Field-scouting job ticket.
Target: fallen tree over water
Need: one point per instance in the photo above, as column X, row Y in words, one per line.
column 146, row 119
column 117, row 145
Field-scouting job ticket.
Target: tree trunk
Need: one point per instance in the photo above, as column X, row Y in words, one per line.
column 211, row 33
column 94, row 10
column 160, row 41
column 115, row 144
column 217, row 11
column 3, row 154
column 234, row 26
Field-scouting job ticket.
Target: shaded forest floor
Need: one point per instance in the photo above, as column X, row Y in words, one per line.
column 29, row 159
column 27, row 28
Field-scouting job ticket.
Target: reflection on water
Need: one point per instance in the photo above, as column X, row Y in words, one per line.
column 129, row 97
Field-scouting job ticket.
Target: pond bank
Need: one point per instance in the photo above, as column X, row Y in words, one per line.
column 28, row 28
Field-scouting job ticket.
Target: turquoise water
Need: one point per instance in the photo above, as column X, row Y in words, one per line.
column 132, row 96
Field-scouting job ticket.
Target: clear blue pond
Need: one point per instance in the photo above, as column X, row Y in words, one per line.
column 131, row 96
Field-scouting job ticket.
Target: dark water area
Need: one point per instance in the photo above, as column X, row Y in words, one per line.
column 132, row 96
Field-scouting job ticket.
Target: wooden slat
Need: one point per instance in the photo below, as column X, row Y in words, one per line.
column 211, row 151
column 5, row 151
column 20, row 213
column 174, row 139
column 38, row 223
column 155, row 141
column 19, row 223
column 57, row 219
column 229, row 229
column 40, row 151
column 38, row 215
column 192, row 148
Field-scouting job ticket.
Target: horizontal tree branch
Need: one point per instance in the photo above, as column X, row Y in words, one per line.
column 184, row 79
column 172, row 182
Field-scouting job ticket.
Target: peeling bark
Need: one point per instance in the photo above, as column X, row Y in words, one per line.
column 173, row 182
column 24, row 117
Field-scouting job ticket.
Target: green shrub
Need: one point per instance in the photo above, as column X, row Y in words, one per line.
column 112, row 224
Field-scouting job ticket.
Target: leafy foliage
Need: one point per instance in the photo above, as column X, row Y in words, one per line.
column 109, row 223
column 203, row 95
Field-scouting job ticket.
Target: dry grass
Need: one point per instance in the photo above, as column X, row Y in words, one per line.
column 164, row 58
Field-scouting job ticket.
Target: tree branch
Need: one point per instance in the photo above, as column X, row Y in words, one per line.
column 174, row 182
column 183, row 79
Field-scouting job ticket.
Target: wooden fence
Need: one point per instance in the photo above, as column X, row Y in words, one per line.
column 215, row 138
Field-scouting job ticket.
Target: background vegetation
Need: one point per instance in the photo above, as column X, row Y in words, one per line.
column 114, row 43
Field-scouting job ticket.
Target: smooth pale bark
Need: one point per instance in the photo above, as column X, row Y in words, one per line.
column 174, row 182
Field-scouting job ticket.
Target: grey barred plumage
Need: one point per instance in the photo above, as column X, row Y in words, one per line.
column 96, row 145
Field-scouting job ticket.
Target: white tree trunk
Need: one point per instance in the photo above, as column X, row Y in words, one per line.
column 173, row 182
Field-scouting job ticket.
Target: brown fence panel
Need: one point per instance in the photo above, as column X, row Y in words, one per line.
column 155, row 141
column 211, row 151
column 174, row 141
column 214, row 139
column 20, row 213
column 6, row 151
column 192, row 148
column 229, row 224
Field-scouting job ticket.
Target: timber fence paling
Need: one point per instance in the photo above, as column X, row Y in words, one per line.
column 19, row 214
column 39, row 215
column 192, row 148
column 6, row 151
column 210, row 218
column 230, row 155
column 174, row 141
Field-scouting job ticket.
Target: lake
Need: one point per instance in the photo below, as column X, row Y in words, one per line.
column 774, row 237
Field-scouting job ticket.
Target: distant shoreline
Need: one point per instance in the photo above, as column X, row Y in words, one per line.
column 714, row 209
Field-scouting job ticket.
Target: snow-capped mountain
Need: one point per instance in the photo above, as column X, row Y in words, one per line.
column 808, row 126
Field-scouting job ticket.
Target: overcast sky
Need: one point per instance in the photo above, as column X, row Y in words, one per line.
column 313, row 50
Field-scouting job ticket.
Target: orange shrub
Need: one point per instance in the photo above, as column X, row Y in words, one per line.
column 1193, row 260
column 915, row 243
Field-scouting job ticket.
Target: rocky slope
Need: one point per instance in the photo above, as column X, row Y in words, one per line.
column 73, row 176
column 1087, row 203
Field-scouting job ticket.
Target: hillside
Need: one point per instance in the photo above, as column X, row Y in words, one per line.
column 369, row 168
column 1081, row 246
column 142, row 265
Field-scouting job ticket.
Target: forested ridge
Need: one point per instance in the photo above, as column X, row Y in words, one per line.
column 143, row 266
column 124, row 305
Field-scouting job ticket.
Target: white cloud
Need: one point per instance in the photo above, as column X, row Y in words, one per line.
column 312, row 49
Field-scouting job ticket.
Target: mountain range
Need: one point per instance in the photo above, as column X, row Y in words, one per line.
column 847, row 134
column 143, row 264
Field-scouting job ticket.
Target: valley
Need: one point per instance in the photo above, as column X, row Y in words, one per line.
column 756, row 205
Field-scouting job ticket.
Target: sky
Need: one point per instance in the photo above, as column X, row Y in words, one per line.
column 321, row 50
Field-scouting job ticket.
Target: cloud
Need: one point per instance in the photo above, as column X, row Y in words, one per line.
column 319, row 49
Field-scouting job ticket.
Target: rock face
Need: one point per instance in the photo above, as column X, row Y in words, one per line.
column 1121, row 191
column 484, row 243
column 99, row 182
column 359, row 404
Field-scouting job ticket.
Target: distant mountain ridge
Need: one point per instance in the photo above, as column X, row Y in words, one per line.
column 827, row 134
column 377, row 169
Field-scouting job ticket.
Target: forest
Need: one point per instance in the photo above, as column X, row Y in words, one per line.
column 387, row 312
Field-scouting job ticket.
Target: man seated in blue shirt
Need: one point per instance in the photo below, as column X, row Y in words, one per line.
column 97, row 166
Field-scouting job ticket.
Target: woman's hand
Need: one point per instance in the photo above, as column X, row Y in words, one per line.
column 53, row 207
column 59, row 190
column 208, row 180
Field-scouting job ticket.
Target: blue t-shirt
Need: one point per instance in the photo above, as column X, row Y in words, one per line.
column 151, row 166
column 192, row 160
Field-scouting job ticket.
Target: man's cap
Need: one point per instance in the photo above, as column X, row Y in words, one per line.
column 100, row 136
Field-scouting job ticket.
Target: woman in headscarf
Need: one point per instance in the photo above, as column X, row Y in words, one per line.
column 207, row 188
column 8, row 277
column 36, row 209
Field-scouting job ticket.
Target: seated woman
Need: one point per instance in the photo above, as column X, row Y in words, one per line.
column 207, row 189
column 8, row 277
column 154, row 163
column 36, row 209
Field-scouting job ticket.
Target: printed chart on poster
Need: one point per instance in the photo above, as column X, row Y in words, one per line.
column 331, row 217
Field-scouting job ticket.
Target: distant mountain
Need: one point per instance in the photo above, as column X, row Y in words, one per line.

★ ★ ★ ★ ★ ★ ★

### What you are asked to do
Extract the complete data, matching each line exactly.

### Solution
Field-scouting job ticket.
Target: fallen tree over water
Need: one point per instance in the photo above, as column X, row Y in words, one per line.
column 146, row 119
column 117, row 145
Field-scouting job ticket.
Target: tree trunk
Need: one point per instance in the photo above, as column X, row Y in words, one per line.
column 211, row 33
column 94, row 10
column 160, row 41
column 115, row 144
column 217, row 11
column 3, row 154
column 234, row 26
Field-scouting job ticket.
Target: shaded forest floor
Need: one point per instance in the photo above, as column X, row Y in words, one per line.
column 29, row 159
column 27, row 28
Field-scouting job ticket.
Target: reflection on water
Need: one point per instance in the photo above, as column X, row Y in words, one per line.
column 129, row 97
Field-scouting job ticket.
Target: pond bank
Need: one point per instance in the photo above, as column X, row Y in words, one per line.
column 28, row 28
Field-scouting job ticket.
Target: turquoise water
Need: one point per instance in the photo above, as column X, row Y in words, one per line.
column 132, row 96
Field-scouting job ticket.
Target: clear blue pond
Need: one point per instance in the photo above, as column X, row Y in words, one per line.
column 131, row 96
Field-scouting job ticket.
Target: dark water area
Need: one point per instance in the photo above, as column X, row Y in words, one per line.
column 132, row 96
Field-scouting job ticket.
Target: wooden slat
Need: one point per instance in the photo below, as column X, row Y in words, one per line.
column 211, row 151
column 5, row 151
column 20, row 213
column 174, row 139
column 38, row 223
column 155, row 141
column 19, row 223
column 57, row 219
column 229, row 229
column 40, row 151
column 38, row 215
column 192, row 148
Field-scouting job ticket.
Target: horizontal tree branch
Need: one point per instance in the photo above, as column X, row Y in words, one per line.
column 184, row 79
column 172, row 182
Field-scouting job ticket.
Target: peeling bark
Need: one point per instance in the photo above, as column X, row Y in words, one per line.
column 173, row 182
column 24, row 117
Field-scouting job ticket.
Target: green shrub
Need: one point per instance in the photo above, as column X, row Y in words, one per line.
column 112, row 224
Field-scouting job ticket.
Target: leafy foliage
Need: one point per instance in the photo above, as column X, row Y in words, one per line.
column 109, row 223
column 203, row 95
Field-scouting job ticket.
Target: dry grass
Need: one point per instance in the photo above, as column X, row Y in words, one per line.
column 164, row 58
Field-scouting job ticket.
Target: tree branch
Need: one point per instance in the photo above, as column X, row Y in words, one per line.
column 174, row 182
column 183, row 79
Field-scouting job ticket.
Target: wooden fence
Need: one point per instance in the photo above, as column X, row Y in words, one per line.
column 215, row 138
Field-scouting job ticket.
Target: background vegetation
Need: one point per instance in the photo above, as column X, row Y in words, one per line.
column 114, row 43
Field-scouting job ticket.
Target: smooth pale bark
Need: one point per instance in the photo above, as column X, row Y in words, one per line.
column 174, row 182
Field-scouting job ticket.
Target: grey barred plumage
Need: one point per instance in the photo above, as column X, row Y in words, one per line.
column 96, row 145
Field-scouting job ticket.
Target: white tree trunk
Need: one point per instance in the photo above, as column X, row Y in words, one per line.
column 173, row 182
Field-scouting job ticket.
Target: brown fence panel
Need: one point per instance in the photo above, as column X, row Y in words, one per line.
column 155, row 141
column 211, row 151
column 174, row 141
column 214, row 139
column 20, row 213
column 6, row 151
column 192, row 148
column 229, row 224
Field-scouting job ticket.
Target: timber fence paling
Need: one point per instance in the photo above, as column X, row Y in words, one per line.
column 19, row 214
column 39, row 215
column 192, row 148
column 6, row 151
column 210, row 218
column 230, row 155
column 174, row 141
Field-scouting job ticket.
Target: lake
Need: one point per instance in the photo below, as column X, row Y in words, one per line.
column 774, row 237
Field-scouting job ticket.
Target: distant shoreline
Need: one point per instance in the photo above, as column X, row Y in words, one per line.
column 714, row 209
Field-scouting job ticket.
Target: snow-capped mountain
Need: one point per instance in the photo above, as column X, row Y in words, one per line.
column 808, row 126
Field-scouting job ticket.
Target: overcast sky
Need: one point per instance in the photo above, as column X, row Y in words, one per line.
column 313, row 50
Field-scouting job ticket.
Target: orange shrub
Need: one point per instance in the photo above, as column X, row Y in words, one per line.
column 1193, row 260
column 915, row 243
Field-scouting job ticket.
Target: rocky slope
Need: one point per instance in the photo above, as column X, row Y in words, one per line.
column 73, row 176
column 1087, row 203
Field-scouting job ticket.
Target: hillside
Need: one point per instance in the photo above, as column X, row Y in words, one per line.
column 369, row 168
column 1081, row 246
column 142, row 265
Field-scouting job ticket.
Target: forested ridge
Need: one point per instance in the photo above, as column X, row Y in words, one per line.
column 143, row 266
column 124, row 305
Field-scouting job ticket.
Target: white cloud
Need: one point per instance in the photo above, as column X, row Y in words, one per line.
column 312, row 49
Field-scouting job ticket.
Target: mountain range
Need: one point per instance in the photo above, as column X, row Y in words, one per line.
column 847, row 134
column 143, row 264
Field-scouting job ticket.
Target: valley
Need: one point per instance in the photo above, as column X, row Y in words, one per line.
column 756, row 205
Field-scouting job ticket.
Target: sky
Need: one point per instance in the photo above, as column X, row Y in words, one per line.
column 321, row 50
Field-scouting job ticket.
Target: cloud
Need: one point per instance in the photo above, as column X, row Y in words, one per line.
column 319, row 49
Field-scouting job ticket.
Target: rock face
Need: one point per instance in the photo above, as column X, row Y in words, one per line.
column 1121, row 191
column 484, row 243
column 99, row 182
column 359, row 404
Field-scouting job ticket.
Target: distant mountain ridge
Need: one point per instance in the photo above, as column X, row Y in words, one per line.
column 827, row 134
column 377, row 169
Field-scouting job ticket.
Target: forest
Need: one point per instance in the photo above, as column X, row Y in words, one per line.
column 387, row 312
Field-scouting job ticket.
Target: man seated in blue shirt
Need: one point per instance in the photo below, as column X, row Y in words, one per line.
column 97, row 166
Field-scouting job ticket.
Target: woman's hand
Need: one point per instance in the photo above, as column X, row Y in words, one per line.
column 53, row 207
column 59, row 190
column 208, row 180
Field-scouting job ticket.
Target: blue t-shirt
Need: one point per instance in the photo above, as column X, row Y in words, one per line.
column 151, row 166
column 192, row 160
Field-scouting job ticket.
Target: man's cap
Need: one point per instance in the photo above, as column X, row Y in words, one per line.
column 100, row 136
Field-scouting job ticket.
Target: woman in headscarf
Need: one point per instance in the photo above, as column X, row Y in words, one per line.
column 207, row 188
column 8, row 277
column 36, row 209
Field-scouting job ticket.
Target: seated woman
Need: one point per instance in the photo above, as column X, row Y in words, one per line.
column 207, row 189
column 8, row 277
column 154, row 163
column 36, row 209
Field-scouting job ticket.
Target: printed chart on poster
Need: one point per instance in the photo above, as column X, row Y in words, one per line.
column 331, row 217
Field-scouting job ticket.
Target: distant mountain
Need: one point per instance in the photo above, as column X, row Y in words, one per line.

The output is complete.